WORK TO DO
Could you set out every line of the data below as a numbered list, skipping any blank lines?

* BEGIN DATA FOR THIS TASK *

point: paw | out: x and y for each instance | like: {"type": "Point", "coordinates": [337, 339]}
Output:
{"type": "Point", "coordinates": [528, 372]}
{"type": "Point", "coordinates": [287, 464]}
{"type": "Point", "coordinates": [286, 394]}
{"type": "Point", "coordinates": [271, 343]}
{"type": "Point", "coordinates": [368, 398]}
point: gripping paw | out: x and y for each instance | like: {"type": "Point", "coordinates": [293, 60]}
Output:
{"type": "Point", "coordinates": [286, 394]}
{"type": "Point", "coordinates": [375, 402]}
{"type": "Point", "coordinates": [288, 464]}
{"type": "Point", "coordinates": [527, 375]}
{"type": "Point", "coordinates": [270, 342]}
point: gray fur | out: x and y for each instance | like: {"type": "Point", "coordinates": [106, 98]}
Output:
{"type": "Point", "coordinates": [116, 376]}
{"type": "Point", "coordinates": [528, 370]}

* END DATA FOR THIS TASK *

ANSWER
1. point: paw | out: x and y for each instance | like: {"type": "Point", "coordinates": [337, 339]}
2. Output:
3. {"type": "Point", "coordinates": [528, 372]}
4. {"type": "Point", "coordinates": [287, 464]}
5. {"type": "Point", "coordinates": [286, 394]}
6. {"type": "Point", "coordinates": [271, 343]}
7. {"type": "Point", "coordinates": [368, 398]}
8. point: gripping paw | out: x and y for each instance | like: {"type": "Point", "coordinates": [293, 60]}
9. Output:
10. {"type": "Point", "coordinates": [286, 394]}
11. {"type": "Point", "coordinates": [375, 402]}
12. {"type": "Point", "coordinates": [288, 464]}
13. {"type": "Point", "coordinates": [527, 375]}
14. {"type": "Point", "coordinates": [270, 342]}
15. point: gray fur | out: x and y for each instance | like: {"type": "Point", "coordinates": [106, 98]}
16. Output:
17. {"type": "Point", "coordinates": [116, 376]}
18. {"type": "Point", "coordinates": [528, 370]}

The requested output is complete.